=== OBJETIVO ===
Presenta como lista numerada las líneas de los registros que van desde la que contiene "[segment] house on hillside" hasta la que contiene "91], [12, 92]]", ambas incluidas, sin las líneas en blanco.
____
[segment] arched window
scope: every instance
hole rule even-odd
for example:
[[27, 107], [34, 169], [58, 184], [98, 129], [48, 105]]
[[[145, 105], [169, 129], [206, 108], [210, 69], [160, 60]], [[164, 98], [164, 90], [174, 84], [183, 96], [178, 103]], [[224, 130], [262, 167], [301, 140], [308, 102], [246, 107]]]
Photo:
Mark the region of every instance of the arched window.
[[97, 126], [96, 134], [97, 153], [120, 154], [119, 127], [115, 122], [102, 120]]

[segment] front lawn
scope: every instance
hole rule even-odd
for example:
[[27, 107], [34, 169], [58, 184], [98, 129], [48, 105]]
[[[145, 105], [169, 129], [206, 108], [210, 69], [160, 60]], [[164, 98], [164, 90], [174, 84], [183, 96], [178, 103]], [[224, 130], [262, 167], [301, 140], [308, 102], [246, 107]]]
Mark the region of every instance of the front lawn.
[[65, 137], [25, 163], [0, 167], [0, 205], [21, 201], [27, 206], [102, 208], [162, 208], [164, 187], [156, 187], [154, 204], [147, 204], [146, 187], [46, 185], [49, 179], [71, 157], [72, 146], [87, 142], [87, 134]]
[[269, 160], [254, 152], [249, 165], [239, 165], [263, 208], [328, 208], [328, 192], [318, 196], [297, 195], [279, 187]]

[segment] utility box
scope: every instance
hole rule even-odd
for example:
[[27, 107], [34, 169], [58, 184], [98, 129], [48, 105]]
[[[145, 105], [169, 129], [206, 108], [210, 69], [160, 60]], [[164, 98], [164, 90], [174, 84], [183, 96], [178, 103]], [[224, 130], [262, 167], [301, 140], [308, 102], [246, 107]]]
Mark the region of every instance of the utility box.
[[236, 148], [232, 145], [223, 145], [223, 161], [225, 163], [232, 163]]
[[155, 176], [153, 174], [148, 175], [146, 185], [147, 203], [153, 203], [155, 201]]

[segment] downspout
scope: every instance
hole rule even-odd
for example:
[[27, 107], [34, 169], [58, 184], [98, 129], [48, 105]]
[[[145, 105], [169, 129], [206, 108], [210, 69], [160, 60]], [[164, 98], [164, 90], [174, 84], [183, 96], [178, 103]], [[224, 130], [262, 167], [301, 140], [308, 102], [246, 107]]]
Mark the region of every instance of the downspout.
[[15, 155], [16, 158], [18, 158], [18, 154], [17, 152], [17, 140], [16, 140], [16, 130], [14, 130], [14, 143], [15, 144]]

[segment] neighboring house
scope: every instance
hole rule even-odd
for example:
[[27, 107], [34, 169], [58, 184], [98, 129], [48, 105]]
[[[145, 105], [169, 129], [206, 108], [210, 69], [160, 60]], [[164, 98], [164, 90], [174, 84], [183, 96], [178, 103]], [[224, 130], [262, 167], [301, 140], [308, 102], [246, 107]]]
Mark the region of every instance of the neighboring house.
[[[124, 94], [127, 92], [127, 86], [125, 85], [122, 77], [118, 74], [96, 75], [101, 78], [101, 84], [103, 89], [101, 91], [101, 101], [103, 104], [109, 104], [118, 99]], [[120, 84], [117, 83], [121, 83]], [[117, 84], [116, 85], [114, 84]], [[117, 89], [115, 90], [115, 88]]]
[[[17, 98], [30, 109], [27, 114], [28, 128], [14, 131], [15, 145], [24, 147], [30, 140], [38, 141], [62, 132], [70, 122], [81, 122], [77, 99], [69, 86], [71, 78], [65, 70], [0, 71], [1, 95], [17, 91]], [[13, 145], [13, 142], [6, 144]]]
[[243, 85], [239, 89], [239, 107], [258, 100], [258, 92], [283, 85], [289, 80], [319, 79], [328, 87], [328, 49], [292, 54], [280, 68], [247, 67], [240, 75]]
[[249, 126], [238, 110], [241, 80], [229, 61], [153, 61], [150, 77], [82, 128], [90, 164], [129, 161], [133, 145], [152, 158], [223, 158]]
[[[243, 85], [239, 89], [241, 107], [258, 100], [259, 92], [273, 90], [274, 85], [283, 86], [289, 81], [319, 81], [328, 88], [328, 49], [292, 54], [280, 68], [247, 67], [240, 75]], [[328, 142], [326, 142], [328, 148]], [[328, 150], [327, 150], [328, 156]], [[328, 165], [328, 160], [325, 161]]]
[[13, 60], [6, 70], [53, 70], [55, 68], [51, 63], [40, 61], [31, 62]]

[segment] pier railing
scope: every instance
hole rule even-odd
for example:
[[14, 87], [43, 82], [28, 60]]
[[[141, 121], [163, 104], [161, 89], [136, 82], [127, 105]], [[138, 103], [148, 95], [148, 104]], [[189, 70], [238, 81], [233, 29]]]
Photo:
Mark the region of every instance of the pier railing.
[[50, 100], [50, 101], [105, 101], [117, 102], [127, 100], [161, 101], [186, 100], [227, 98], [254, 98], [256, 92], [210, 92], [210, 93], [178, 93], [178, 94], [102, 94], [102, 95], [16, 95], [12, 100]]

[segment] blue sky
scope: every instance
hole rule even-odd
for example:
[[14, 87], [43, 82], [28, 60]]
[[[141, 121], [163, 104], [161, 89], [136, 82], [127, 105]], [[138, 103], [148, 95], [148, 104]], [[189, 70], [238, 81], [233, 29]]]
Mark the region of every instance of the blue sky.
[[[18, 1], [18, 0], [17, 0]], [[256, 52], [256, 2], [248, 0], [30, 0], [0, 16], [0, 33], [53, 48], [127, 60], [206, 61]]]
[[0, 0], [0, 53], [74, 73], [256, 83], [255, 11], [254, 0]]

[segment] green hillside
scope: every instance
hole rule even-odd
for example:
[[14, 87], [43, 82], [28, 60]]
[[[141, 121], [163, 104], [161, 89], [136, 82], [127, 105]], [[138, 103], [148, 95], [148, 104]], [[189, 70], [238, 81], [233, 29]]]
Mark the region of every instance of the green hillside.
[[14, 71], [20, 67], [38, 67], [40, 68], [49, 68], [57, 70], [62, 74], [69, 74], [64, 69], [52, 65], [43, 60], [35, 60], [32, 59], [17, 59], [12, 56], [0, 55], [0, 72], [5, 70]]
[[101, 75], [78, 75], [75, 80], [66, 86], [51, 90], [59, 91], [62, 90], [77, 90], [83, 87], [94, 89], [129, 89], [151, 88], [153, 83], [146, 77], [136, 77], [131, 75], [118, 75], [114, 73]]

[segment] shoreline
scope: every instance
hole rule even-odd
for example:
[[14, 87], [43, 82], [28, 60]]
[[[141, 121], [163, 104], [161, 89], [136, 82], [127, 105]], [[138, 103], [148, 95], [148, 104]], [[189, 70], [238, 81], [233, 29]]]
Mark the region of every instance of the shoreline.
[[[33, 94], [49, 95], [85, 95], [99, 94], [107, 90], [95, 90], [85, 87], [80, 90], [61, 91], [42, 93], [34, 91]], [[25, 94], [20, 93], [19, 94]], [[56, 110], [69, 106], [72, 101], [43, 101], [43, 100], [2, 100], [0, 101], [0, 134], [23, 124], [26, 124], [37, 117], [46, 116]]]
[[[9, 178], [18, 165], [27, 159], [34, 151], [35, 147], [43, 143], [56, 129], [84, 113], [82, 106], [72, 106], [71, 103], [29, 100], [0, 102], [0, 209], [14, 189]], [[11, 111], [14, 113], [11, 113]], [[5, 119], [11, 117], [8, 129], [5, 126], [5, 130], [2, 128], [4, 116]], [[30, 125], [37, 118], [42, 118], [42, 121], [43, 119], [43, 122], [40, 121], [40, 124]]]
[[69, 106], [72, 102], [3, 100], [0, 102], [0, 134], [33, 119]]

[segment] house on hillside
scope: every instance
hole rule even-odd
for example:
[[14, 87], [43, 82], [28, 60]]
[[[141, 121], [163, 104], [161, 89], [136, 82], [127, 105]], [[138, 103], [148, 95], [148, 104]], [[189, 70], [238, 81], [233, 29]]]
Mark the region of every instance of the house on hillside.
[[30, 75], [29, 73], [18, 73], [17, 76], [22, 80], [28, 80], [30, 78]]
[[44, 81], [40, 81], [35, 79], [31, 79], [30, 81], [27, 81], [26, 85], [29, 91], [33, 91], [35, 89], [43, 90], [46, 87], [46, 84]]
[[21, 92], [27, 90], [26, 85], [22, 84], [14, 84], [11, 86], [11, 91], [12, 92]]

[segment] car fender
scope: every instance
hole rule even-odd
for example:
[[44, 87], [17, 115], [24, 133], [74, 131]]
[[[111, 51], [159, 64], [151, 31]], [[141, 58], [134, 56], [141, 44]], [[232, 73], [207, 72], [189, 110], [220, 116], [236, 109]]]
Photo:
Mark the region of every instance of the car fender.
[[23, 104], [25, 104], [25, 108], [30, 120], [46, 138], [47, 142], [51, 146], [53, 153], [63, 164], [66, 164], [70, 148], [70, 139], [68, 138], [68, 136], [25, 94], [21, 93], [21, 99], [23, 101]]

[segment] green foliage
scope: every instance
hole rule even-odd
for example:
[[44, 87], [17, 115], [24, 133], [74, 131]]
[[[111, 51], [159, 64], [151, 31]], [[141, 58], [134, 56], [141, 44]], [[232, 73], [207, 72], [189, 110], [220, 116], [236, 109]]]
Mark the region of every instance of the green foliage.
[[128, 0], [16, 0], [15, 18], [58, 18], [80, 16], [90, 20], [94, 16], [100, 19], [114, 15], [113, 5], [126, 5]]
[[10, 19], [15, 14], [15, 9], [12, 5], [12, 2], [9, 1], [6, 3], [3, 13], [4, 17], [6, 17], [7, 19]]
____
=== SOLUCIÓN ===
1. [segment] house on hillside
2. scope: every instance
3. hole rule even-odd
4. for example:
5. [[14, 87], [43, 82], [28, 60]]
6. [[[141, 121], [163, 104], [161, 89], [136, 82], [127, 105]], [[138, 103], [148, 95], [148, 104]], [[189, 70], [238, 81], [233, 29]]]
7. Mark the region of every instance of the house on hillside.
8. [[30, 75], [29, 73], [18, 73], [17, 76], [22, 80], [28, 80], [30, 78]]
9. [[44, 81], [40, 81], [35, 79], [31, 79], [30, 81], [27, 81], [26, 85], [29, 91], [33, 91], [35, 89], [43, 90], [46, 87], [46, 84]]
10. [[21, 92], [27, 90], [26, 85], [22, 84], [14, 84], [11, 86], [11, 91], [12, 92]]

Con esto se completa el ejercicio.